(Available records)

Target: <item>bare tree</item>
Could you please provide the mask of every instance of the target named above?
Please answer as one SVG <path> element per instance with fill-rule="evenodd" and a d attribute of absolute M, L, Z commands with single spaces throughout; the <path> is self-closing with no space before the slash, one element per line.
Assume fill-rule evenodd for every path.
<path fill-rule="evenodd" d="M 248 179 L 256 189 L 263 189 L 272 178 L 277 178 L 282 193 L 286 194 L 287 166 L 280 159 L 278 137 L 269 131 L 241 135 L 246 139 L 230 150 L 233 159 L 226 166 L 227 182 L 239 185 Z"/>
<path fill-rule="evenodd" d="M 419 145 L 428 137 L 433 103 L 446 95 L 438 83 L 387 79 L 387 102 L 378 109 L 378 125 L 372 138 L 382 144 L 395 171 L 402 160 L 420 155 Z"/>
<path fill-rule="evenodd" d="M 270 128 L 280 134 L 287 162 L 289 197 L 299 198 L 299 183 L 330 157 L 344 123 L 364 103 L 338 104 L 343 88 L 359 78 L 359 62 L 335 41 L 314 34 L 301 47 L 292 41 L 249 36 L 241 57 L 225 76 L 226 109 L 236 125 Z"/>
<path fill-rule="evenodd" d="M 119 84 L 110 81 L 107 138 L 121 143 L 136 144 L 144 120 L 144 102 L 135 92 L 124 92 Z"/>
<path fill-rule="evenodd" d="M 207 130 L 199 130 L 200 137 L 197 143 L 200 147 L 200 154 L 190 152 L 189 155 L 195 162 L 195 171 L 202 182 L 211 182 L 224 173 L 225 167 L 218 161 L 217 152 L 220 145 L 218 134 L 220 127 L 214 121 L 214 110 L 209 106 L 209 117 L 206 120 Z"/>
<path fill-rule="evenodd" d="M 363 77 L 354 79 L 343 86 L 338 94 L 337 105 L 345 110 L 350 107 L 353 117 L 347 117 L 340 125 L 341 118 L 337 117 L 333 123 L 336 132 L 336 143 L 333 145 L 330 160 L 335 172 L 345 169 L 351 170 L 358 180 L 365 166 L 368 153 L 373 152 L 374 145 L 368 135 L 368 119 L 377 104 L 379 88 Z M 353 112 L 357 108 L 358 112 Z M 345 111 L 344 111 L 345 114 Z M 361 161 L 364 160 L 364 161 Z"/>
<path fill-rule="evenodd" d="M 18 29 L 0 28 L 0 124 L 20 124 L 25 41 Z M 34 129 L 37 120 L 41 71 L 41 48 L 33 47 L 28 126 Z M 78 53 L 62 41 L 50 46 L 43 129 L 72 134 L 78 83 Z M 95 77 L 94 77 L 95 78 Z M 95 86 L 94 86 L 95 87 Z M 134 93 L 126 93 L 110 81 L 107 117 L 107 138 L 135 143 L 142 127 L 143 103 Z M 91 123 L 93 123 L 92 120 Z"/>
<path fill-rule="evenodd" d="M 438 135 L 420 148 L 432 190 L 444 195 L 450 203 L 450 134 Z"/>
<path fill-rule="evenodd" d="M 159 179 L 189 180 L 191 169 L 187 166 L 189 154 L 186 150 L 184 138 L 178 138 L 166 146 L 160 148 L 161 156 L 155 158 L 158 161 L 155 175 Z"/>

(End Available records)

## What is expected
All the records above need to be set down again exactly as they were given.

## Response
Target: <item>bare tree</item>
Could you please provide the mask of every instance of the target named above?
Please answer as one SVG <path> element per instance with fill-rule="evenodd" and a d attribute of absolute M, L, Z commands with single spaces throughout; the <path> is self-closing with no space before the slash, one element per line.
Assume fill-rule evenodd for every path.
<path fill-rule="evenodd" d="M 248 179 L 256 189 L 263 189 L 272 178 L 277 178 L 282 193 L 286 194 L 287 166 L 280 159 L 278 137 L 269 131 L 241 135 L 246 139 L 230 150 L 233 159 L 226 166 L 227 182 L 239 185 Z"/>
<path fill-rule="evenodd" d="M 419 145 L 428 137 L 433 103 L 446 95 L 438 83 L 387 79 L 387 102 L 378 109 L 378 125 L 372 138 L 382 144 L 395 171 L 402 160 L 420 155 Z"/>
<path fill-rule="evenodd" d="M 270 128 L 280 134 L 287 162 L 289 197 L 299 198 L 299 183 L 330 157 L 344 123 L 364 103 L 338 104 L 343 88 L 359 78 L 359 62 L 335 41 L 314 34 L 301 47 L 292 41 L 249 36 L 241 57 L 225 76 L 226 109 L 236 125 Z"/>
<path fill-rule="evenodd" d="M 119 84 L 110 81 L 107 138 L 121 143 L 136 144 L 144 120 L 144 102 L 135 92 L 124 92 Z"/>
<path fill-rule="evenodd" d="M 207 130 L 199 130 L 200 137 L 197 143 L 200 147 L 200 154 L 190 152 L 189 155 L 195 162 L 195 171 L 202 182 L 211 182 L 224 173 L 225 167 L 218 161 L 217 152 L 220 145 L 218 134 L 220 127 L 214 121 L 214 110 L 209 106 L 209 117 L 206 120 Z"/>
<path fill-rule="evenodd" d="M 363 77 L 354 79 L 343 86 L 338 94 L 337 105 L 345 110 L 350 107 L 353 117 L 347 117 L 340 125 L 341 118 L 337 117 L 333 123 L 336 132 L 336 143 L 333 145 L 330 160 L 335 172 L 345 169 L 351 170 L 358 180 L 365 166 L 368 153 L 373 152 L 374 145 L 368 135 L 368 119 L 377 104 L 379 88 Z M 353 112 L 357 108 L 358 112 Z M 345 111 L 344 111 L 345 114 Z M 361 161 L 364 160 L 364 161 Z"/>
<path fill-rule="evenodd" d="M 18 29 L 0 28 L 0 124 L 20 124 L 25 41 Z M 34 129 L 37 120 L 41 71 L 41 48 L 33 47 L 28 126 Z M 78 53 L 62 41 L 50 46 L 43 129 L 72 134 L 78 83 Z M 95 77 L 94 77 L 95 78 Z M 95 86 L 94 86 L 95 87 Z M 134 93 L 126 93 L 110 81 L 107 117 L 107 138 L 135 143 L 142 127 L 143 103 Z M 91 123 L 93 123 L 92 120 Z"/>
<path fill-rule="evenodd" d="M 438 135 L 420 148 L 432 190 L 444 195 L 450 203 L 450 134 Z"/>
<path fill-rule="evenodd" d="M 159 179 L 189 180 L 191 169 L 187 166 L 189 154 L 186 150 L 184 138 L 178 138 L 166 146 L 160 148 L 161 156 L 155 158 L 158 161 L 155 175 Z"/>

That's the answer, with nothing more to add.